**INSTRUCCIONES**
Responde a partir de la crítica sobre «El traidor»:
(a) ¿Con qué festival de cine se relaciona el cierre?
(b) ¿Quién firma la crítica?
(c) ¿Por los bajos fondos de qué siglo continúa su paseo Bellocchio con esta película?

··· TEXTO DE REFERENCIA ···

Crítica

Lección del maestro Marco Bellocchio en el cierre del Festival de Cine Europeo de Sevilla

El director italiano logra con «El traidor» su más bella ópera humana, sublime enjambre de rostros desencajados

«El traidor» del italiano Bruno Bellocchio ABC

Alfonso Crespo

Se clausuró la competición con un peso pesado, el único superviviente de la generación italiana de los años sesenta, Bellocchio , que continúa con «El traidor» su valiente paseo por los bajos fondos del siglo XX italiano. Nadie en Europa está llevando a cabo algo parecido a este plan detectivesco y desmitificador; ningún cineasta queda con un espíritu tan libre y un apasionamiento formal tan afiliado en el cine de autor.

··· LISTADO DE DATOS ···

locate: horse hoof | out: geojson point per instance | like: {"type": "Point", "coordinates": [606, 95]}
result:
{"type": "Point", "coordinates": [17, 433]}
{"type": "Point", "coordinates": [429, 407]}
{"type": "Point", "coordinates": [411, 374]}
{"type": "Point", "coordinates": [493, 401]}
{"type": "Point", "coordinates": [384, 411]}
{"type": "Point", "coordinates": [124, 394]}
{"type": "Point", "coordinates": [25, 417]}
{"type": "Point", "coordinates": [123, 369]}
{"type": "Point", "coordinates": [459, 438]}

···
··· LISTADO DE DATOS ···

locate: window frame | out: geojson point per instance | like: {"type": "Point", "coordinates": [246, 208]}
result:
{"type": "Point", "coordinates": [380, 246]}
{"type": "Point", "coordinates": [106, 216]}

···

**RESPUESTA**
(a) Con el Festival de Cine Europeo de Sevilla.
(b) Alfonso Crespo.
(c) Por los bajos fondos del siglo XX italiano.